Requirements: Return every line of the records below that contains the word "moored".

Exercise data:
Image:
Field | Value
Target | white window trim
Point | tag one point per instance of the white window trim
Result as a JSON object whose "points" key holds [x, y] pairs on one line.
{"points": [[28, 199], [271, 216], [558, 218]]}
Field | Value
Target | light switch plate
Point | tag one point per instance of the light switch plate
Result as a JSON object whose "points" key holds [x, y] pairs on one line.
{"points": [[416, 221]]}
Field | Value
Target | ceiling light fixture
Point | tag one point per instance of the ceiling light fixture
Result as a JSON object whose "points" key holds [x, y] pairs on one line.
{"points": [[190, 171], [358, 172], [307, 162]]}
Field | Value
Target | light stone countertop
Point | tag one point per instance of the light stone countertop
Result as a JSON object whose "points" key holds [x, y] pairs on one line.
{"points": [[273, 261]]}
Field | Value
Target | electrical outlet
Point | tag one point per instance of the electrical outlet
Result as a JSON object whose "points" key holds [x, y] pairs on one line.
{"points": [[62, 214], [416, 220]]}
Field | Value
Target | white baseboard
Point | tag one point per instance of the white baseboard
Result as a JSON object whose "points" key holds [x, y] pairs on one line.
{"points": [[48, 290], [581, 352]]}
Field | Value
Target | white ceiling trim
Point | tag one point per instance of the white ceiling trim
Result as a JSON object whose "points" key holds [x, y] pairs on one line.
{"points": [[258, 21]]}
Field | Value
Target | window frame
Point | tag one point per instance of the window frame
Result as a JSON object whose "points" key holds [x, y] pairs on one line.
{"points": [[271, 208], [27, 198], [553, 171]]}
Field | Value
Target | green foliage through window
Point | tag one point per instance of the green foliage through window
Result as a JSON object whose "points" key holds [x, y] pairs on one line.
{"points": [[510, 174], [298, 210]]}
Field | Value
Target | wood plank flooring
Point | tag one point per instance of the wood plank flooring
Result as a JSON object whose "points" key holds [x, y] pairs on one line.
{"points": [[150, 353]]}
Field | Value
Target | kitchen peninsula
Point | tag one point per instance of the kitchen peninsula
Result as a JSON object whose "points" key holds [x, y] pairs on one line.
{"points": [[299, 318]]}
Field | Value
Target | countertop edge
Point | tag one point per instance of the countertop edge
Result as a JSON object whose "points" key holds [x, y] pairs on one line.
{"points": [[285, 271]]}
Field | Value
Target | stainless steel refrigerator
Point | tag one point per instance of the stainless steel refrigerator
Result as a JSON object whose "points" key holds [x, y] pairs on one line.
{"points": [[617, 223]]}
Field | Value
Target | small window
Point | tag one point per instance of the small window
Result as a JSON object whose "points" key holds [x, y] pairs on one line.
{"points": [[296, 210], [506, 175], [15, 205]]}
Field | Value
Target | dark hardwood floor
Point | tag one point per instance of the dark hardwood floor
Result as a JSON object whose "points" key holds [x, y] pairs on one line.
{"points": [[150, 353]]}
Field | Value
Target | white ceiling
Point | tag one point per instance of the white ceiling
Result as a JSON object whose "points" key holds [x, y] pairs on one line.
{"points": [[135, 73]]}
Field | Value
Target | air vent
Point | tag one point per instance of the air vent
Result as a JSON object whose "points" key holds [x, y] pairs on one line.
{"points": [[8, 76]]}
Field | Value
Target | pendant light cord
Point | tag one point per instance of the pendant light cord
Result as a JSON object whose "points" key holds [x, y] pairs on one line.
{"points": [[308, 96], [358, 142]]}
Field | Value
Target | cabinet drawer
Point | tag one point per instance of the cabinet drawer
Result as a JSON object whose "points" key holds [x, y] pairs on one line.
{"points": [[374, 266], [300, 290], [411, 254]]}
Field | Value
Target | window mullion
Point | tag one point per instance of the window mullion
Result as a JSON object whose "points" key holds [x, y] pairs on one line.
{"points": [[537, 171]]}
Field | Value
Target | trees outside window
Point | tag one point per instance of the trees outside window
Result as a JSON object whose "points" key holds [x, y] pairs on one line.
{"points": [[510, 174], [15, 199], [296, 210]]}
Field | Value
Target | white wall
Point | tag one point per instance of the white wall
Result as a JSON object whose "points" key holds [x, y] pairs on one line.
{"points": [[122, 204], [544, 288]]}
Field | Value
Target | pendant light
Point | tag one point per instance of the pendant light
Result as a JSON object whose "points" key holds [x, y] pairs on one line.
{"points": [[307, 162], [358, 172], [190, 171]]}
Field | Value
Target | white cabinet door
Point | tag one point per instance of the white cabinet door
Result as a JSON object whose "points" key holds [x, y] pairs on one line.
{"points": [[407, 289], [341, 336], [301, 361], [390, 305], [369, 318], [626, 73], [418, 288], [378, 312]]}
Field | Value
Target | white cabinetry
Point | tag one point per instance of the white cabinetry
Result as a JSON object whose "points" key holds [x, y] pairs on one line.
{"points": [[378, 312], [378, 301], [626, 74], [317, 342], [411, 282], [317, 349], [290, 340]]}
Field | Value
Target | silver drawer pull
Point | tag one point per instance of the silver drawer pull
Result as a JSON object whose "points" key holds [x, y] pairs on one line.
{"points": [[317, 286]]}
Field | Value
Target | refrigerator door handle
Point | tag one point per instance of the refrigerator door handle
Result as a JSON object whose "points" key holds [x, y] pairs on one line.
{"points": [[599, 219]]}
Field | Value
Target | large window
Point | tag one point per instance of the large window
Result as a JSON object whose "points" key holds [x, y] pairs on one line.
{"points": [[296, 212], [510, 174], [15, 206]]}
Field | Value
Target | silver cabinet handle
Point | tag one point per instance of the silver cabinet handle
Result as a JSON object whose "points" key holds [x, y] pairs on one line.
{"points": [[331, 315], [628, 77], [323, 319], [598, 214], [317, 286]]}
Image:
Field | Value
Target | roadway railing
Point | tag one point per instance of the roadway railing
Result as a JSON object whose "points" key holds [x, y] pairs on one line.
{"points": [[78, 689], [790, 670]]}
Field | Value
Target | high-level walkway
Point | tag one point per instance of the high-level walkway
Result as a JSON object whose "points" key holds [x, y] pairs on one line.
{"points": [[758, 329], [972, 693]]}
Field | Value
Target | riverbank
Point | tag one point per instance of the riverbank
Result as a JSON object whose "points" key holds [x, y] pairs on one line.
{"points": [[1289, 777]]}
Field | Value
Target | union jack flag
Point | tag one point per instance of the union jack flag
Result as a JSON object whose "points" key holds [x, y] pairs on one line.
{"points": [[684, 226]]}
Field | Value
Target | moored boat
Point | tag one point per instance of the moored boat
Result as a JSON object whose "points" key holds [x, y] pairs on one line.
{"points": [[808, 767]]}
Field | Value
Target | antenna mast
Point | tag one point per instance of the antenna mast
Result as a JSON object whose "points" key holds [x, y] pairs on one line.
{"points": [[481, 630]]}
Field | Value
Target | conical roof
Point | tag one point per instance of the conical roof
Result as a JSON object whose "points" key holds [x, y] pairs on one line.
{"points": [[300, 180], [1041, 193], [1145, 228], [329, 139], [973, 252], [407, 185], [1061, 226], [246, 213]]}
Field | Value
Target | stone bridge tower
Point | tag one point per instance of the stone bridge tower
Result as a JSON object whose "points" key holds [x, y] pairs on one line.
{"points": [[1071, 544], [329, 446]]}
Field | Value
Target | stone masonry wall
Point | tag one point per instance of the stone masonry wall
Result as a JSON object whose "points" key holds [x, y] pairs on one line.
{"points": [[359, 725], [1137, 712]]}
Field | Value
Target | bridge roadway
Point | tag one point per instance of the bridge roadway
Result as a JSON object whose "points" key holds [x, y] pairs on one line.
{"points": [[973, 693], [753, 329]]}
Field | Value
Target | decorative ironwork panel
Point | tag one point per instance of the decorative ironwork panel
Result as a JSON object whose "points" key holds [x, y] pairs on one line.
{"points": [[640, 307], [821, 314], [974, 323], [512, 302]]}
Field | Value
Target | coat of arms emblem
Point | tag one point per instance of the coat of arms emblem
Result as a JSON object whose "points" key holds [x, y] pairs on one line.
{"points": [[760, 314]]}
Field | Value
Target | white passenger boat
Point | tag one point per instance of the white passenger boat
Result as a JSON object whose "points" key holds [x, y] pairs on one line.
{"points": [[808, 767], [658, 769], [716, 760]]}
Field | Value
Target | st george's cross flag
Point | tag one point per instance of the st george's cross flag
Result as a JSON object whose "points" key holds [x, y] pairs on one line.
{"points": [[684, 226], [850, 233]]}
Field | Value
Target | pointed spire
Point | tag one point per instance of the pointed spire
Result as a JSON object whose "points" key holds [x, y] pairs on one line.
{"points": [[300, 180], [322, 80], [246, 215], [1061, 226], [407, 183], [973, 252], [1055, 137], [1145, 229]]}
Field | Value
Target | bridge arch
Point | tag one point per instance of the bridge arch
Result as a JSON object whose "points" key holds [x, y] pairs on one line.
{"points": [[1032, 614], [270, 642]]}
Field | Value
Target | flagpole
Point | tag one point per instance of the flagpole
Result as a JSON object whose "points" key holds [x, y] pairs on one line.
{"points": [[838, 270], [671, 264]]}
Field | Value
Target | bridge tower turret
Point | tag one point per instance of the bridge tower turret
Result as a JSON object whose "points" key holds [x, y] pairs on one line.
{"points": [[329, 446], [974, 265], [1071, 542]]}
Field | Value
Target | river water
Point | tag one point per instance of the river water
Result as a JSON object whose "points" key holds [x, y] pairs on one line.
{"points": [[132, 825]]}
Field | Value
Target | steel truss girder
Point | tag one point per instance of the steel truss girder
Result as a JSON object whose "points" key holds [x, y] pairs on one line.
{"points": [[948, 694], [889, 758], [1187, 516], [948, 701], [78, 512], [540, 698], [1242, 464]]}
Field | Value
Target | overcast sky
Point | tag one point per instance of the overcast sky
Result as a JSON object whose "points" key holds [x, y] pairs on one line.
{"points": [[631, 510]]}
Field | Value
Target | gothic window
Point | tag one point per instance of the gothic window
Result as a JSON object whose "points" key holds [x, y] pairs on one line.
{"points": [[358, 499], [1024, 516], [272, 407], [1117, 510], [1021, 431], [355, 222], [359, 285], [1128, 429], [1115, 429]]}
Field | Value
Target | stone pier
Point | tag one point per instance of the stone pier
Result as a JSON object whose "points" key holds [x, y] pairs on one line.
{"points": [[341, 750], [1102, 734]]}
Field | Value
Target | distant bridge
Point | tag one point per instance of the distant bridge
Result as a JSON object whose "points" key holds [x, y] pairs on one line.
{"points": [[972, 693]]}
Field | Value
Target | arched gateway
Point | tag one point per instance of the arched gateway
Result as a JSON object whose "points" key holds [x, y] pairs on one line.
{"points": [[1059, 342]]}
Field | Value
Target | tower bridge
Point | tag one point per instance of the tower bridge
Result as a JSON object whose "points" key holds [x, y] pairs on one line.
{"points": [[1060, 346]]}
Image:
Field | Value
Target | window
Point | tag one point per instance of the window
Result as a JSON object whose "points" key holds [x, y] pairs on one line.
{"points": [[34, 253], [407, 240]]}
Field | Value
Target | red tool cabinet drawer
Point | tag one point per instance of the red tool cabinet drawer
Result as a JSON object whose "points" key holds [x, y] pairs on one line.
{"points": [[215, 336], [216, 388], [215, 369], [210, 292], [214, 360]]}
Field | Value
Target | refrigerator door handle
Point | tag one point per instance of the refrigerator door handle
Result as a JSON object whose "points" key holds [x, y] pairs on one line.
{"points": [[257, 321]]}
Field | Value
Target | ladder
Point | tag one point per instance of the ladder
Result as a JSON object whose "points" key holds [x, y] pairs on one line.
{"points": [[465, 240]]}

Full response:
Target | moored boat
Point | tag one point per instance of the moored boat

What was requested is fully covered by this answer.